> [WERKOPDRACHTEN]:
• a. Schrijf een deel van het stuk over het Chinese buitenlandse beleid over en zet daarin overal "economisch wonder" in plaats van "Wirtschaftswunder". Begin bij de woorden "Het ‘Nieuwe Denken’ in het Chinese buitenlandse beleid? –" en stop na "de populaire verbeelding.".
• b. Noem alle woorden of woordgroepen die in het stuk over het Chinese buitenlandse beleid tussen enkele aanhalingstekens staan.

Het ‘Nieuwe Denken’ in het Chinese buitenlandse beleid? Constanten, determinanten en discontinuïteit in het buitenlandse beleid van de Chinese Volksrepubliek, 1989-2004.

Thijs
Van de Graaf

Het ‘Nieuwe Denken’ in het Chinese buitenlandse beleid? – Thijs Van de Graaf

 

De metamorfose die de Chinese samenleving de voorbije halve eeuw heeft ondergaan, is indrukwekkend. Van een communistische heilstaat waarin roerganger Mao iedereen een ‘ijzeren rijstkom’ garandeerde, is het land uitgegroeid tot het grootste neokapitalistische Wirtschaftswunder uit de moderne geschiedenis. Voor het eerst sinds de jaren vijftig, wanneer de Rode Boekjes in het westers straatbeeld opdoken, spreekt de Volksrepubliek vandaag weer écht tot de populaire verbeelding.

 

Het Chinese ‘economisch mirakel’ lokt echter niet alleen bewondering uit, maar ook angst en ongerustheid. In het verleden leidde de opkomst van een nieuwe grootmacht immers menig maal tot een groot conflict. Denk maar aan de opkomst van Duitsland op het einde van de negentiende eeuw en van Japan vóór de Tweede Wereldoorlog. De hamvraag is: zal de opkomst van China dit patroon volgen of doorbreken? Deze vraag kan het best worden beantwoord door een blik te werpen op de evolutie van het Chinese buitenlandse beleid. Wie die oefening maakt, zal merken dat er in de loop van de jaren negentig een aantal incrementele maar verbazingwekkende verschuivingen in dat buitenlandse beleid zijn opgetreden, die nog maar recent door enkele waarnemers zijn opgemerkt.

> [INHOUD GEGEVENSSET]:
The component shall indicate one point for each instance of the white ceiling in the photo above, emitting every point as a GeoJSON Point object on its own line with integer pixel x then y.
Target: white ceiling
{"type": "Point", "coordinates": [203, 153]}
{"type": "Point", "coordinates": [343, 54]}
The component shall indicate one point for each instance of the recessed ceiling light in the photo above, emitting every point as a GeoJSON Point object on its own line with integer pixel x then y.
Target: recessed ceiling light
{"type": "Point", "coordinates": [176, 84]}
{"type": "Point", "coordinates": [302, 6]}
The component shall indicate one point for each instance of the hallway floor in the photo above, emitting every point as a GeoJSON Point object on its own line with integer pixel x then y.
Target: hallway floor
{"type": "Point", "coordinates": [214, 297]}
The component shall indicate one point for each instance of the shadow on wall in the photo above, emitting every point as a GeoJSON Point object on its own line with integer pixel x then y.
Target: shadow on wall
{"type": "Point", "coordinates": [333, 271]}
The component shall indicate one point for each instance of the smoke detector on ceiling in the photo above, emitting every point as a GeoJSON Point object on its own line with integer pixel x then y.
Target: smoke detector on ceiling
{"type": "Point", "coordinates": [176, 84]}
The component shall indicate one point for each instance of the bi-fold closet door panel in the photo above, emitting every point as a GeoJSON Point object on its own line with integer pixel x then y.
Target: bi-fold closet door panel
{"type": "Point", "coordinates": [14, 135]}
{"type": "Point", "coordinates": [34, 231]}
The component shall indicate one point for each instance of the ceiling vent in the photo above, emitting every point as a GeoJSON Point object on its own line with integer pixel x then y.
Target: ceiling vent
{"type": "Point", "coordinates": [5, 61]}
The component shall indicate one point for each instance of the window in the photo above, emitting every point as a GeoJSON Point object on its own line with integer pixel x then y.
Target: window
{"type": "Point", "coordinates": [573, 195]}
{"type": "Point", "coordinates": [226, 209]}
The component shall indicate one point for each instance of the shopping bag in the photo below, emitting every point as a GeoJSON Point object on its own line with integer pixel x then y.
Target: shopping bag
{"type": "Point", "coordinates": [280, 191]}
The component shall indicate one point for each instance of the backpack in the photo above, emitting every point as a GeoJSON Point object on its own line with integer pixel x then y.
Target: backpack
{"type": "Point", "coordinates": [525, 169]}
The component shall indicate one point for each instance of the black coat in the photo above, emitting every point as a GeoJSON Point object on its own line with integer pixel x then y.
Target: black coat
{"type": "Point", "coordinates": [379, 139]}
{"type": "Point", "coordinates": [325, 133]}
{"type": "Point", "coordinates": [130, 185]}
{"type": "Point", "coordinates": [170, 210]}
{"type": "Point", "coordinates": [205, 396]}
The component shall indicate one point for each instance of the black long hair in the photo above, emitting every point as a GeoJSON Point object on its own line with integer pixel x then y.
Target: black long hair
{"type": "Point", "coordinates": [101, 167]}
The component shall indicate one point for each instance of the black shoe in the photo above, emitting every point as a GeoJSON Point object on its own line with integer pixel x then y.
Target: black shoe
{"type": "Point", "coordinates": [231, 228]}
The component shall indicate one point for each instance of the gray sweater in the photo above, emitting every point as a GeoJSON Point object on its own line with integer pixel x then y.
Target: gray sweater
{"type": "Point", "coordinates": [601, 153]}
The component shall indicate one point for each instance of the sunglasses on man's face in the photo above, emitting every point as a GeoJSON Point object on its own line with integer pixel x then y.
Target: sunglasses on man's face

> [OPLOSSINGEN]:
• a.
Het ‘Nieuwe Denken’ in het Chinese buitenlandse beleid? – Thijs Van de Graaf

 

De metamorfose die de Chinese samenleving de voorbije halve eeuw heeft ondergaan, is indrukwekkend. Van een communistische heilstaat waarin roerganger Mao iedereen een ‘ijzeren rijstkom’ garandeerde, is het land uitgegroeid tot het grootste neokapitalistische economisch wonder uit de moderne geschiedenis. Voor het eerst sinds de jaren vijftig, wanneer de Rode Boekjes in het westers straatbeeld opdoken, spreekt de Volksrepubliek vandaag weer écht tot de populaire verbeelding.

• b. ‘Nieuwe Denken’, ‘ijzeren rijstkom’, ‘economisch mirakel’